• [Tasks and exercises]:
- 1) Answer these questions using the post on lame excuses that keep freelance writers poor:
(a) How many comments does the post show next to the writer's name?
(b) According to the post, where is the real problem often found, if not in the economy or a lack of clips?
(c) What does the reply to "I don't have any clips" say to find on the Internet?
- 2) In the post on lame excuses that keep freelance writers poor, rewrite the paragraph beginning "I call them reasons, but really" in a shorter form that keeps its main facts.

• [Passage shown]:
● ● ● ●
10 Lame Excuses That Keep Freelance Writers Poor - Make a Living Writing

10 Lame Excuses That Keep Freelance Writers Poor

Carol Tice | 51 Comments

Lame freelance writer excuses that keep you poor. Makealivingwriting.comWhat’s holding you back from achieving your freelance writing goals?

I’ve heard from a lot of writers lately about why they’re stuck. Why they can’t get out there and find some gigs.

I call them reasons, but really, they’re excuses — barriers writers throw up in front of themselves to have an excuse for not moving forward.

Often, it’s not the economy, or your lack of clips. The real problem is inside your head.

I finally started a collection of the excuses I hear most. Here are the top ten, along with my excuse-busting replies:

  1. I don’t have any clips. Every single successful writer working today once had no clips or experience whatsoever. Hit the Internet and find a website that will print something of yours. Presto! A clip. Build from there.
● ● ● ●
• [Information supplied]:
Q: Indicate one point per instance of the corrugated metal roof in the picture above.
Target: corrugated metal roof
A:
● ● ● ●
• [Solutions for each task]:
- 1)
(a) 51
(b) Inside your head.
(c) A website that will print something of yours.

- 2) These "reasons" are really excuses: barriers writers put up to justify not moving forward.